Nel dicembre 2011, due nostri colleghi sono stati brutalmente assassinati a Mogadiscio. Il loro assassino, che era stato processato e condannato a 30 anni di carcere, è stato rilasciato dopo tre mesi. Altri due colleghe rapite a Dadaab due mesi prima, sono state liberate solo qualche settimana fa. Per 21 lunghi mesi sono state prigioniere nel centro-sud della Somalia. Questi due eventi sono stati i colpi finali.

Ma la sicurezza non è il motivo per cui abbiamo deciso di lasciare il Paese, né lo è la presenza di elementi criminali. Ciò che ha fatto crollare le nostre ultime speranze di poter lavorare in Somalia è che gli stessi soggetti con i quali avevamo negoziato i livelli minimi di sicurezza, hanno tollerato e accettato gli attacchi contro gli operatori umanitari. In alcuni casi, hanno sostenuto attivamente le azioni criminali contro il nostro personale. In molti altri casi, hanno alimentato un clima favorevole a questi attacchi. Nessuno si è esposto per ribadire che è inaccettabile minacciare, rapire o uccidere medici, infermieri o altro personale che cerca semplicemente di portare assistenza sanitaria a persone che altrimenti non ne avrebbero.

Cerchiamo di essere chiari. Quando parliamo di "soggetti in Somalia" non ci riferiamo solo ad al-Shebaab, anche se hanno molto potere e la responsabilità in molte zone in cui abbiamo lavorato. Non vogliamo neanche puntare il dito esclusivamente verso il governo di Mogadiscio, che ha dimostrato indifferenza all'omicidio dei nostri due colleghi nel 2011, come dimostra la liberazione anticipata dell'assassino.

Piuttosto, la conclusione di Msf è che l'accettazione della violenza contro gli operatori sanitari ha permeato la società somala e questa accettazione è ora condivisa da molti gruppi armati e a molti livelli del governo civile, dagli anziani dei clan ai commissari dei distretti, al governo federale somalo.

La volontà di manipolare gli aiuti umanitari è stata nuovamente dimostrata subito dopo l'annuncio del nostro ritiro dalla Somalia. Nell'arco di un giorno, i rappresentanti locali di al-Shebaab hanno preso il controllo delle nostre strutture sanitarie a Dinsor e Marere, confiscando attrezzature e forniture, e rimandando i pazienti a casa senza darci la possibilità di completare il loro trattamento. E sempre nel giro di un giorno, un portavoce della presidenza somala ha commentato che "la decisione di Msf è esattamente ciò che al-Shabaab e Al Qaeda hanno voluto per terrorizzare ulteriormente la popolazione. Chiediamo ad Msf di rivedere la propria decisione e di cooperare con la popolazione", cercando in tal modo ancora una volta di forzare l'agenda politica e militare attraverso di noi, un'organizzazione umanitaria.

La nostra decisione di lasciare la Somalia è stata tra le più dolorose della storia di Msf. Lo scorso anno e nella prima metà del 2013, abbiamo curato circa 50.000 persone al mese. Cioè quasi 2.000 persone ogni singolo giorno. D'ora in poi, molte persone avranno difficoltà a trovare le cure di cui hanno bisogno. Per un'organizzazione di medici, questa è una grande responsabilità.

In Kenya, questo contribuisce a diminuire ancora di più la possibilità di un ritorno anticipato per le centinaia di migliaia di rifugiati somali. Msf continua a portare avanti l'assistenza medica ai rifugiati in Kenya ed Etiopia, ma in un ambiente di sicurezza (per i nostri pazienti e per il personale) che è poco meglio di quanto non fosse nella stessa Somalia.

Finché chi ha qualsiasi tipo di potere o di influenza in Somalia non dimostrerà di avere a cuore le cure mediche per le persone nei loro vari territori, finché non rispetterà coloro che prendono enormi rischi personali per fornire tali cure, Msf non potrà tornare in Somalia. (http://www.huffingtonpost.it/konstantinos-moschochoritis/perche-medici-senza-frontiere-ha-deciso-di-lasciare-la-somalia_b_3802717.html?utm_hp_ref=tw)

Questo articolo è stato pubblicato sul giornale The Standard in Kenya il 20 agosto.

> [DATI FORNITI]:

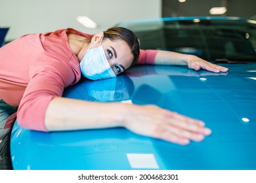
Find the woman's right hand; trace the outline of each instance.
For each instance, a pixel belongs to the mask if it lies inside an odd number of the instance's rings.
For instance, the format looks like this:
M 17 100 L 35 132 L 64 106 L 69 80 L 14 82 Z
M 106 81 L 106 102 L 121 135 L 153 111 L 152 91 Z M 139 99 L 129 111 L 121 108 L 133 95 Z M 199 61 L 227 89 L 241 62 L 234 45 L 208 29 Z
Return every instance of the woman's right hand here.
M 156 105 L 131 105 L 125 127 L 131 131 L 179 144 L 200 142 L 211 131 L 198 120 Z

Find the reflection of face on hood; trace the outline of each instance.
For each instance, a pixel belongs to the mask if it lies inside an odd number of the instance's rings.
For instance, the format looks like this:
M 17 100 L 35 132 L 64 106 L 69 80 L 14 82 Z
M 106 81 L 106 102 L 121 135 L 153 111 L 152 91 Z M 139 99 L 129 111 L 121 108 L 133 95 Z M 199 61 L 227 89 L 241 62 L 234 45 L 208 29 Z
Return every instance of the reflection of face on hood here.
M 116 77 L 91 82 L 87 85 L 88 94 L 99 101 L 113 101 Z
M 98 80 L 83 80 L 65 90 L 63 97 L 92 101 L 129 100 L 134 90 L 133 81 L 126 75 Z

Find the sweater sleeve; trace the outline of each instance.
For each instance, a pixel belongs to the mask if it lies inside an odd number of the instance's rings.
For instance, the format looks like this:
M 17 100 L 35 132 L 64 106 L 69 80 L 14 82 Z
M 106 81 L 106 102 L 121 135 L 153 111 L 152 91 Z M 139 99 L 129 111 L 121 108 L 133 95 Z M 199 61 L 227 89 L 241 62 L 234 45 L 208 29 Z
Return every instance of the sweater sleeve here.
M 154 64 L 157 50 L 140 50 L 137 64 Z
M 45 116 L 51 101 L 62 95 L 74 75 L 68 64 L 43 56 L 30 70 L 31 80 L 17 112 L 17 122 L 25 128 L 47 131 Z

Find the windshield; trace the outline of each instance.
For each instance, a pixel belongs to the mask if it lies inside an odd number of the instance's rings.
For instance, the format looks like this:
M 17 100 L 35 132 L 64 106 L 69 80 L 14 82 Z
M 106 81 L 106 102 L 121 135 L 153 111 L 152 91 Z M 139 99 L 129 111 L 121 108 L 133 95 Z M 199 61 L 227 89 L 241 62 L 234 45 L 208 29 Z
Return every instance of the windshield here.
M 191 54 L 212 61 L 256 61 L 255 20 L 193 19 L 125 25 L 137 35 L 142 49 Z

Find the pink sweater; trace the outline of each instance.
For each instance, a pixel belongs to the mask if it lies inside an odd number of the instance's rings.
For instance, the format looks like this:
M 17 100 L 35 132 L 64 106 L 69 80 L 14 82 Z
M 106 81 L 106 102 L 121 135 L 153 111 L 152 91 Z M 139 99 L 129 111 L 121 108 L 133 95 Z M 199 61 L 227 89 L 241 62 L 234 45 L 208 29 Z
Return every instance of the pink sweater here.
M 50 101 L 81 78 L 79 63 L 69 46 L 67 33 L 93 35 L 72 29 L 30 34 L 0 48 L 0 98 L 18 106 L 17 121 L 28 129 L 44 131 Z M 157 50 L 140 50 L 137 64 L 153 64 Z

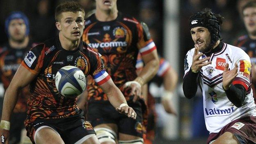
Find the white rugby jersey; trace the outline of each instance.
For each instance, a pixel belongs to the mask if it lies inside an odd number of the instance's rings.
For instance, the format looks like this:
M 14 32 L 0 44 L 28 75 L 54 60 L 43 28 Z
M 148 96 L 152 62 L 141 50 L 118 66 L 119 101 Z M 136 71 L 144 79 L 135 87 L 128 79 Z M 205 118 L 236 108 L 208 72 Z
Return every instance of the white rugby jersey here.
M 194 49 L 191 49 L 186 55 L 184 75 L 190 69 Z M 205 57 L 204 55 L 200 59 Z M 210 133 L 218 133 L 223 127 L 236 119 L 256 116 L 256 109 L 250 86 L 251 62 L 246 53 L 239 48 L 224 43 L 221 50 L 211 55 L 210 60 L 212 64 L 202 68 L 199 80 L 203 97 L 206 125 Z M 240 107 L 230 102 L 222 88 L 222 73 L 227 63 L 230 70 L 237 63 L 239 74 L 232 83 L 241 84 L 247 90 L 245 102 Z

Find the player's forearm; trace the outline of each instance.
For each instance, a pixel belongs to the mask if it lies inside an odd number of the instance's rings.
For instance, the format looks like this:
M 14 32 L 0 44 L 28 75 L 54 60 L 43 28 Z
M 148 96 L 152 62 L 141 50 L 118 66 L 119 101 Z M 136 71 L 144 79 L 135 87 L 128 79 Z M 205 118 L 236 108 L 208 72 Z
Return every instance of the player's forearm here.
M 229 100 L 238 107 L 241 107 L 245 102 L 246 90 L 241 85 L 231 84 L 230 87 L 225 90 L 225 92 Z
M 169 69 L 164 76 L 164 87 L 165 90 L 173 92 L 177 85 L 178 74 L 172 69 Z
M 156 74 L 159 68 L 159 61 L 158 58 L 150 60 L 145 65 L 141 72 L 135 80 L 142 86 L 147 83 Z
M 106 93 L 107 98 L 115 108 L 119 107 L 122 103 L 127 104 L 126 101 L 121 91 L 117 87 L 112 87 L 110 88 L 109 92 Z
M 3 105 L 2 120 L 9 121 L 18 99 L 18 89 L 9 87 L 5 92 Z
M 183 79 L 183 91 L 187 98 L 191 98 L 196 95 L 198 84 L 198 77 L 199 73 L 194 73 L 191 69 Z

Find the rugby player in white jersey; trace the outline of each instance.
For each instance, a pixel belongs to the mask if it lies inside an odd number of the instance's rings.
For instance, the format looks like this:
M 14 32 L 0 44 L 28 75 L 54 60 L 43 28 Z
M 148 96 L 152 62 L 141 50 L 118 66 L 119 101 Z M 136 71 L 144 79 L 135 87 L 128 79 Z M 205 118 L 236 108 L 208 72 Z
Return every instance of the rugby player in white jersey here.
M 222 41 L 223 18 L 207 9 L 190 18 L 195 48 L 185 57 L 184 95 L 192 98 L 199 84 L 210 132 L 207 144 L 255 144 L 250 58 L 241 49 Z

> [COSA FARE]:
Riporta parola per parola il passo del testo sul ritiro di Msf dalla Somalia che comincia con "La volontà di" e termina con "noi, un'organizzazione umanitaria.".

> [RISULTATO]:
La volontà di manipolare gli aiuti umanitari è stata nuovamente dimostrata subito dopo l'annuncio del nostro ritiro dalla Somalia. Nell'arco di un giorno, i rappresentanti locali di al-Shebaab hanno preso il controllo delle nostre strutture sanitarie a Dinsor e Marere, confiscando attrezzature e forniture, e rimandando i pazienti a casa senza darci la possibilità di completare il loro trattamento. E sempre nel giro di un giorno, un portavoce della presidenza somala ha commentato che "la decisione di Msf è esattamente ciò che al-Shabaab e Al Qaeda hanno voluto per terrorizzare ulteriormente la popolazione. Chiediamo ad Msf di rivedere la propria decisione e di cooperare con la popolazione", cercando in tal modo ancora una volta di forzare l'agenda politica e militare attraverso di noi, un'organizzazione umanitaria.